== JOB ==
Put every line of the listing below into a numbered list, skipping any blank lines.

== Dataset entries ==

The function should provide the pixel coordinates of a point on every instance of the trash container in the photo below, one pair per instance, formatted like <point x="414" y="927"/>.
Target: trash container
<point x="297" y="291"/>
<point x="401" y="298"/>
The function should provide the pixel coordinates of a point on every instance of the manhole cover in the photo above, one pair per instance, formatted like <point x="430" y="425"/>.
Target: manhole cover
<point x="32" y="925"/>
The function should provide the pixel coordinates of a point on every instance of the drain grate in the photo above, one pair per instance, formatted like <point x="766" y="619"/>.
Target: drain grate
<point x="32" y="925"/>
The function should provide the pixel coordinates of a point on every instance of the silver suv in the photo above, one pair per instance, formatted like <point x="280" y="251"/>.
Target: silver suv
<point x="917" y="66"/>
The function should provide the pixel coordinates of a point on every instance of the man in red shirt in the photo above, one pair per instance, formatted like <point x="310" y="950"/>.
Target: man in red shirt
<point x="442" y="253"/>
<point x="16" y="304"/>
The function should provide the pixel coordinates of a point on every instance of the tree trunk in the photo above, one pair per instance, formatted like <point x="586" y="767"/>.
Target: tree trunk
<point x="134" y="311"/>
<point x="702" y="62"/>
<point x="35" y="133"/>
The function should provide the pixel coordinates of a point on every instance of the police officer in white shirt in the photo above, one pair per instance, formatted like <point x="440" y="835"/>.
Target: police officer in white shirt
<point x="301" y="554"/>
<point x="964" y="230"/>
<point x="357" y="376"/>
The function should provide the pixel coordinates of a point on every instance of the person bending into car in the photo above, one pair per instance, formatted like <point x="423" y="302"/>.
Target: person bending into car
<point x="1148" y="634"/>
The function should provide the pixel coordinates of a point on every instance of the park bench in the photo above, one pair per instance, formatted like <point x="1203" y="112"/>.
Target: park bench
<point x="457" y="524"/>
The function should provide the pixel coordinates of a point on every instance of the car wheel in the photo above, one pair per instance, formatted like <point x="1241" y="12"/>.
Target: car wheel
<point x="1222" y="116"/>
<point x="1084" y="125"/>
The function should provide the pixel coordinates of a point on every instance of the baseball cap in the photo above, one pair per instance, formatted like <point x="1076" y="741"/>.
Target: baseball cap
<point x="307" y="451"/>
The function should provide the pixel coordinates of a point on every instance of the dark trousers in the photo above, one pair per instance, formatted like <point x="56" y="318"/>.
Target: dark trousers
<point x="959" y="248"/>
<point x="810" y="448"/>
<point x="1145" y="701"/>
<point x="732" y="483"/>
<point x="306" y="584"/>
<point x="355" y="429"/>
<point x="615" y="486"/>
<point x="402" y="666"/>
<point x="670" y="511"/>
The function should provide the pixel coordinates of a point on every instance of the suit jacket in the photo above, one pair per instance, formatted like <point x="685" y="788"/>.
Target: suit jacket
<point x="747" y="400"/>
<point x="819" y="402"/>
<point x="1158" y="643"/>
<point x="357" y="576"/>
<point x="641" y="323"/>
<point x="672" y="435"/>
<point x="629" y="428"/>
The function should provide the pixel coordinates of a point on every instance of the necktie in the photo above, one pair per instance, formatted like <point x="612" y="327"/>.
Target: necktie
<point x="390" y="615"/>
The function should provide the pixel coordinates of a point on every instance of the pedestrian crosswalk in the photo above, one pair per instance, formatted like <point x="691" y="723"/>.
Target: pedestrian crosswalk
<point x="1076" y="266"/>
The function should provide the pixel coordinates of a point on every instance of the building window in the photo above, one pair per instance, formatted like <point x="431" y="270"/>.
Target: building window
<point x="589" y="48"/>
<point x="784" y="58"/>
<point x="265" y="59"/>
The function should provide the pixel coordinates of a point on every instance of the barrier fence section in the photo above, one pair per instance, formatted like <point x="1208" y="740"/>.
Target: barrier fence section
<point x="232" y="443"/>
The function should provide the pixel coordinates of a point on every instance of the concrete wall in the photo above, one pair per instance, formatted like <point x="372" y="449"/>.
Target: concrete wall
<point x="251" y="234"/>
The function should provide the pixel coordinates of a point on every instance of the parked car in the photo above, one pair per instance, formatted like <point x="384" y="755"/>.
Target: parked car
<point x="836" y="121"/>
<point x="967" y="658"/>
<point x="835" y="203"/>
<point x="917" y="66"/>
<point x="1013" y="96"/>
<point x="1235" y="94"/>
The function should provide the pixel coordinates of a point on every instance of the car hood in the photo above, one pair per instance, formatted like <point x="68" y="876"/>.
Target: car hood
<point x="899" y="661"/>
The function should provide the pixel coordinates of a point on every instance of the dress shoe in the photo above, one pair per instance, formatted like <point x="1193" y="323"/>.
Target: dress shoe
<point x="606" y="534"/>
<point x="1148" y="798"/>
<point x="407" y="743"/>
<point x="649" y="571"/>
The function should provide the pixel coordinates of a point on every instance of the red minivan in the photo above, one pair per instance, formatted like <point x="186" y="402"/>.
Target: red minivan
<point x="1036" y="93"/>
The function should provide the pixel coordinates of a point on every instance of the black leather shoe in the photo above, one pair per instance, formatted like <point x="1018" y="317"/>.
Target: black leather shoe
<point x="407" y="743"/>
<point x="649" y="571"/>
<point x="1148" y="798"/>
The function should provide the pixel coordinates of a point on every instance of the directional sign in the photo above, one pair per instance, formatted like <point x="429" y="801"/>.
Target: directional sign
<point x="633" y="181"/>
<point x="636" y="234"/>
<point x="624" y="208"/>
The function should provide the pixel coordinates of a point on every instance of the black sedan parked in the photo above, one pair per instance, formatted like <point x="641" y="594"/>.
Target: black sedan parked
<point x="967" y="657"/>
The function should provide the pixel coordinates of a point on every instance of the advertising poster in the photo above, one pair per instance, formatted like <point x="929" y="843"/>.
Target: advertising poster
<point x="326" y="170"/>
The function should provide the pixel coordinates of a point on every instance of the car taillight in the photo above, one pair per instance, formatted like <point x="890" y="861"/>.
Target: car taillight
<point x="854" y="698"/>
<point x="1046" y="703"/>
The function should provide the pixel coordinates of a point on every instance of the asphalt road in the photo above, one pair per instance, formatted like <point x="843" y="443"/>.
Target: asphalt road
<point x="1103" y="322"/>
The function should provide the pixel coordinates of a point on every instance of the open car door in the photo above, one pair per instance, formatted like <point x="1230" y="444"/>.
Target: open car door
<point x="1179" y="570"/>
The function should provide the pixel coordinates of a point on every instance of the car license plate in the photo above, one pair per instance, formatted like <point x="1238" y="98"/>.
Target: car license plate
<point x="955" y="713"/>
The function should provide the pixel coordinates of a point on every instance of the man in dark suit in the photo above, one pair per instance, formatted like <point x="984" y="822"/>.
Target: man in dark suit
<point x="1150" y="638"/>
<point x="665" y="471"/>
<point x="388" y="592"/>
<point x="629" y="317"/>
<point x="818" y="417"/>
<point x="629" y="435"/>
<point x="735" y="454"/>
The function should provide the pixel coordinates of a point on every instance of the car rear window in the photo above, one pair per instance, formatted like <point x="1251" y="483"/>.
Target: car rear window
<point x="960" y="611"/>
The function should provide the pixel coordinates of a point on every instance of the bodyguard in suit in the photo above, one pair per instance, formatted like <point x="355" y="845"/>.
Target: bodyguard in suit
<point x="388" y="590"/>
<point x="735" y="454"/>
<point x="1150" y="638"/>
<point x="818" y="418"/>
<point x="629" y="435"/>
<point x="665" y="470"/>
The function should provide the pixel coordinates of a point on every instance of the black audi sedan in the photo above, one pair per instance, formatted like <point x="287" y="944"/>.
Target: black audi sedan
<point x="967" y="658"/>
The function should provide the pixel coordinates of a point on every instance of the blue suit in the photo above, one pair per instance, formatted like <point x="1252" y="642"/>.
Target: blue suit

== WRITTEN ANSWER ==
1. The function should provide the pixel coordinates of a point on every instance of the trash container in the photo below, one pair per instance, formatted like <point x="414" y="927"/>.
2. Target: trash container
3. <point x="297" y="291"/>
4. <point x="401" y="298"/>
5. The function should provide the pixel coordinates of a point on every instance of the manhole cover in the photo above, one pair per instance, formatted like <point x="430" y="425"/>.
6. Target: manhole cover
7. <point x="32" y="925"/>
8. The function should provide the pixel coordinates of a point on every instance of the drain grate in the photo above, one pair per instance, formatted like <point x="766" y="619"/>.
9. Target: drain grate
10. <point x="32" y="925"/>
11. The function should provide the pixel coordinates of a point on every instance of the silver suv in the photo above, one pair per instance, formatted like <point x="280" y="251"/>.
12. Target: silver suv
13. <point x="917" y="66"/>
14. The function should provide the pixel coordinates of a point on every instance of the man in red shirt in the photo above, one pair per instance, formatted like <point x="310" y="950"/>.
15. Target: man in red shirt
16. <point x="442" y="253"/>
17. <point x="16" y="304"/>
18. The function should provide the pixel coordinates of a point on every instance of the tree trunk in the photo above, one pair per instance, formatted like <point x="586" y="767"/>.
19. Target: tree trunk
20. <point x="134" y="311"/>
21. <point x="702" y="62"/>
22. <point x="35" y="133"/>
23. The function should provide the pixel coordinates of a point on every instance of the police officer in white shirt in the photo above, one pair per instance, formatted like <point x="440" y="835"/>.
24. Target: police officer in white shirt
25. <point x="301" y="554"/>
26. <point x="964" y="230"/>
27. <point x="357" y="376"/>
28. The function should provide the pixel coordinates of a point on every instance of the person bending into car in the photo above, one pair per instance, formatted like <point x="423" y="302"/>.
29. Target: person bending into car
30. <point x="1148" y="634"/>
31. The function should provide the pixel coordinates of a point on every instance of the park bench in the photo above, one pair per instance, formatted like <point x="1203" y="112"/>.
32. Target: park bench
33. <point x="457" y="524"/>
34. The function should provide the pixel coordinates of a point on every instance of the car wheel in the photo above, one pair per instance, formatted like <point x="1241" y="12"/>.
35. Target: car wheel
36. <point x="1222" y="116"/>
37. <point x="1084" y="125"/>
38. The function should provide the pixel coordinates of a point on every instance of the baseball cap in the photo above, one pair per instance, formatted like <point x="1076" y="741"/>.
39. Target: baseball cap
40. <point x="307" y="451"/>
41. The function should provide the pixel coordinates of a point on every instance of the dark trousers in the photo above, one pair per instance, formatted like <point x="56" y="318"/>.
42. Target: dark trousers
43. <point x="959" y="248"/>
44. <point x="810" y="448"/>
45. <point x="1145" y="701"/>
46. <point x="732" y="483"/>
47. <point x="306" y="584"/>
48. <point x="355" y="429"/>
49. <point x="615" y="486"/>
50. <point x="402" y="666"/>
51. <point x="670" y="511"/>
52. The function should provide the pixel coordinates of a point on every instance of the suit jacket in the photo above, one pair per instance, formatted like <point x="685" y="788"/>.
53. Target: suit jacket
54. <point x="747" y="400"/>
55. <point x="819" y="402"/>
56. <point x="1158" y="643"/>
57. <point x="357" y="576"/>
58. <point x="641" y="323"/>
59. <point x="672" y="435"/>
60. <point x="629" y="428"/>
61. The function should provide the pixel coordinates of a point on every instance of the necktie in the photo above, one pair per instance, formatted like <point x="612" y="327"/>.
62. Target: necktie
63. <point x="390" y="615"/>
64. The function should provide the pixel coordinates of a point on every instance of the pedestrian crosswalk in the photo above, one pair per instance, formatted like <point x="691" y="723"/>.
65. Target: pedestrian crosswalk
66. <point x="1076" y="266"/>
67. The function should provide the pixel coordinates of a point on every instance of the building window in the photo above, one pair per instance, formatted like <point x="431" y="270"/>.
68. Target: building window
69. <point x="589" y="48"/>
70. <point x="784" y="58"/>
71. <point x="265" y="59"/>
72. The function should provide the pixel coordinates of a point on every instance of the barrier fence section in the photo above, one pair per instance, formatted like <point x="1208" y="740"/>.
73. Target: barrier fence section
74. <point x="232" y="443"/>
75. The function should provide the pixel coordinates of a point on every instance of the concrete wall in the photo above, one pair per instance, formatted like <point x="372" y="449"/>.
76. Target: concrete wall
77. <point x="251" y="234"/>
78. The function should provide the pixel coordinates of a point on every instance of the parked car in the photo above, one pair per instance, formatted like <point x="384" y="755"/>.
79. Target: parked car
80. <point x="836" y="121"/>
81. <point x="967" y="658"/>
82. <point x="835" y="203"/>
83. <point x="917" y="66"/>
84. <point x="1013" y="96"/>
85. <point x="1235" y="94"/>
86. The function should provide the pixel coordinates of a point on every instance of the car hood in the photo above, one pair per instance, formatted like <point x="68" y="876"/>.
87. Target: car hood
88. <point x="899" y="661"/>
89. The function should provide the pixel coordinates of a point on every instance of the dress shoe in the photo above, one pair per instance, formatted like <point x="1193" y="323"/>.
90. Target: dress shoe
91. <point x="606" y="534"/>
92. <point x="1148" y="798"/>
93. <point x="407" y="743"/>
94. <point x="649" y="571"/>
95. The function should provide the pixel coordinates of a point on every instance of the red minivan in the photo above, one pair per instance, formatted like <point x="186" y="402"/>.
96. Target: red minivan
97. <point x="1036" y="93"/>
98. The function should provide the pixel coordinates of a point on every instance of the black leather shoe in the photo above, one pair per instance, formatted like <point x="1018" y="317"/>.
99. Target: black leather shoe
100. <point x="407" y="743"/>
101. <point x="649" y="571"/>
102. <point x="1148" y="798"/>
103. The function should provide the pixel coordinates of a point on every instance of the directional sign in the photo above, one pair per instance, formatted like <point x="429" y="801"/>.
104. Target: directional sign
105. <point x="633" y="181"/>
106. <point x="636" y="234"/>
107. <point x="624" y="208"/>
108. The function should provide the pixel coordinates of a point on every instance of the black sedan parked in the photo above, one pair per instance, formatted like <point x="641" y="594"/>.
109. Target: black sedan parked
110. <point x="967" y="657"/>
111. The function should provide the pixel coordinates of a point on every instance of the advertising poster in the photo above, one pair per instance, formatted like <point x="929" y="843"/>.
112. Target: advertising poster
113. <point x="326" y="170"/>
114. The function should provide the pixel coordinates of a point on every instance of the car taillight in the photo above, one pair per instance, formatted like <point x="890" y="861"/>.
115. Target: car taillight
116. <point x="854" y="698"/>
117. <point x="1046" y="703"/>
118. The function should provide the pixel coordinates of a point on every instance of the asphalt road in the photo above, one pair per instance, formatted like <point x="843" y="443"/>.
119. Target: asphalt road
120. <point x="1103" y="322"/>
121. The function should provide the pixel coordinates of a point on every instance of the open car door in the photo above, one pair per instance, formatted like <point x="1230" y="444"/>.
122. Target: open car door
123. <point x="1179" y="570"/>
124. The function should provide the pixel coordinates of a point on every instance of the car license plate in the photo above, one pair per instance, formatted like <point x="1238" y="98"/>.
125. Target: car license plate
126. <point x="955" y="713"/>
127. The function should provide the pixel coordinates of a point on every instance of the man in dark suit in the photo above, one pair per instance, formatted like <point x="984" y="822"/>.
128. Target: man in dark suit
129. <point x="1150" y="638"/>
130. <point x="665" y="471"/>
131. <point x="388" y="592"/>
132. <point x="629" y="317"/>
133. <point x="818" y="417"/>
134. <point x="629" y="435"/>
135. <point x="735" y="454"/>
136. The function should provide the pixel coordinates of a point on every instance of the car rear window in the photo above, one pair per instance, formatted like <point x="1251" y="483"/>.
137. Target: car rear window
138. <point x="960" y="611"/>
139. The function should provide the pixel coordinates of a point on every instance of the bodyguard in suit in the photo above, one pair per instance, formatted like <point x="355" y="845"/>.
140. Target: bodyguard in suit
141. <point x="388" y="590"/>
142. <point x="735" y="454"/>
143. <point x="1150" y="638"/>
144. <point x="818" y="418"/>
145. <point x="629" y="435"/>
146. <point x="665" y="470"/>
147. The function should provide the pixel coordinates of a point on every instance of the black audi sedan in the photo above, one pair per instance, formatted like <point x="287" y="944"/>.
148. Target: black audi sedan
149. <point x="967" y="658"/>
150. The function should provide the pixel coordinates of a point on every instance of the blue suit in the photo above, one pair per instance, formatted like <point x="1252" y="642"/>.
151. Target: blue suit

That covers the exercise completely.